■ Document excerpt

..............................

Confidence Interval for p

For large n, a $100(1-\alpha)\%$ confidence interval for p is given by

$\displaystyle\Biggl (\;\hat{p}-z_{\alpha/2}\sqrt{\frac{\hat{p}\hat{q}}{n}},\;\;
\hat{p}+z_{\alpha/2}\sqrt{\frac{\hat{p}\hat{q}}{n}}\;\Biggr )$

Determining The Sample Size

For $100(1-\alpha)\%$ error margin for the estimation of p, we use the expression $z_{\alpha/2}\sqrt{pq/n}$. The required sample size is obtained by equating $z_{\alpha/2}\sqrt{pq/n}=d$, where d is the specified error margin.

$\displaystyle n=pq\biggl [ \frac{z_{\alpha/2}}{d}\biggl ]^2$

If the value of p is known to be roughly in the neighborhood of a value p*, then n can be determined from

$\displaystyle n=p^*(1-p^*)\biggl [\frac{z_{\alpha/2}}{d}\biggl ]^2$

Without prior knowledge of p, pq can be replaced by its maximum possible value 1/4 and n determined from the relation

$\displaystyle n=\frac{1}{4}\biggl [\frac{z_{\alpha/2}}{d}\biggl ]^2$

..............................

■ Entries

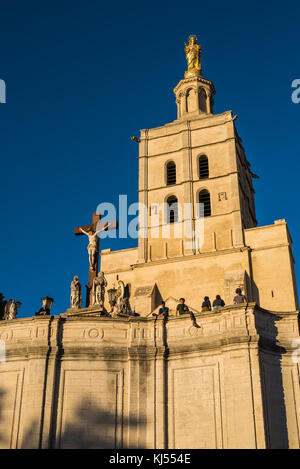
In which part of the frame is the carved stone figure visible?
[4,298,22,320]
[116,280,134,315]
[79,222,113,270]
[79,228,102,270]
[71,275,82,308]
[92,272,107,306]
[185,35,201,78]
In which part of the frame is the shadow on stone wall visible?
[255,311,289,449]
[0,389,7,449]
[22,398,145,449]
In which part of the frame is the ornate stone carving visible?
[184,34,201,78]
[92,272,107,306]
[71,275,82,309]
[3,298,22,321]
[218,192,227,202]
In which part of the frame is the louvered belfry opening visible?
[167,161,176,186]
[199,155,209,179]
[199,189,211,217]
[167,195,178,223]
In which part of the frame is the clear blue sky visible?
[0,0,300,317]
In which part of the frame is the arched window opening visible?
[199,155,209,179]
[167,195,178,223]
[199,189,211,217]
[167,161,176,186]
[199,88,207,112]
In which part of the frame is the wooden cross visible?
[74,212,118,307]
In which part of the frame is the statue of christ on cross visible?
[74,213,118,306]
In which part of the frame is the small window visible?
[199,155,209,179]
[167,161,176,186]
[199,189,211,217]
[167,195,178,223]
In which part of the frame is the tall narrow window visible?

..............................

■ Instruction 1
From the text on confidence intervals for p, reproduce the part that opens with the words containing "For large n, a" and closes with "specified error margin.".
■ Instruction 2
Render the entries from the line containing "In which part of the frame is the louvered" through the last line of the entries as a numbered list, leaving out any blank lines.

■ Response 1
For large n, a $100(1-\alpha)\%$ confidence interval for p is given by

$\displaystyle\Biggl (\;\hat{p}-z_{\alpha/2}\sqrt{\frac{\hat{p}\hat{q}}{n}},\;\;
\hat{p}+z_{\alpha/2}\sqrt{\frac{\hat{p}\hat{q}}{n}}\;\Biggr )$

Determining The Sample Size

For $100(1-\alpha)\%$ error margin for the estimation of p, we use the expression $z_{\alpha/2}\sqrt{pq/n}$. The required sample size is obtained by equating $z_{\alpha/2}\sqrt{pq/n}=d$, where d is the specified error margin.

■ Response 2
1. In which part of the frame is the louvered belfry opening visible?
2. [167,161,176,186]
3. [199,155,209,179]
4. [199,189,211,217]
5. [167,195,178,223]
6. In which part of the frame is the clear blue sky visible?
7. [0,0,300,317]
8. In which part of the frame is the arched window opening visible?
9. [199,155,209,179]
10. [167,195,178,223]
11. [199,189,211,217]
12. [167,161,176,186]
13. [199,88,207,112]
14. In which part of the frame is the wooden cross visible?
15. [74,212,118,307]
16. In which part of the frame is the statue of christ on cross visible?
17. [74,213,118,306]
18. In which part of the frame is the small window visible?
19. [199,155,209,179]
20. [167,161,176,186]
21. [199,189,211,217]
22. [167,195,178,223]
23. In which part of the frame is the tall narrow window visible?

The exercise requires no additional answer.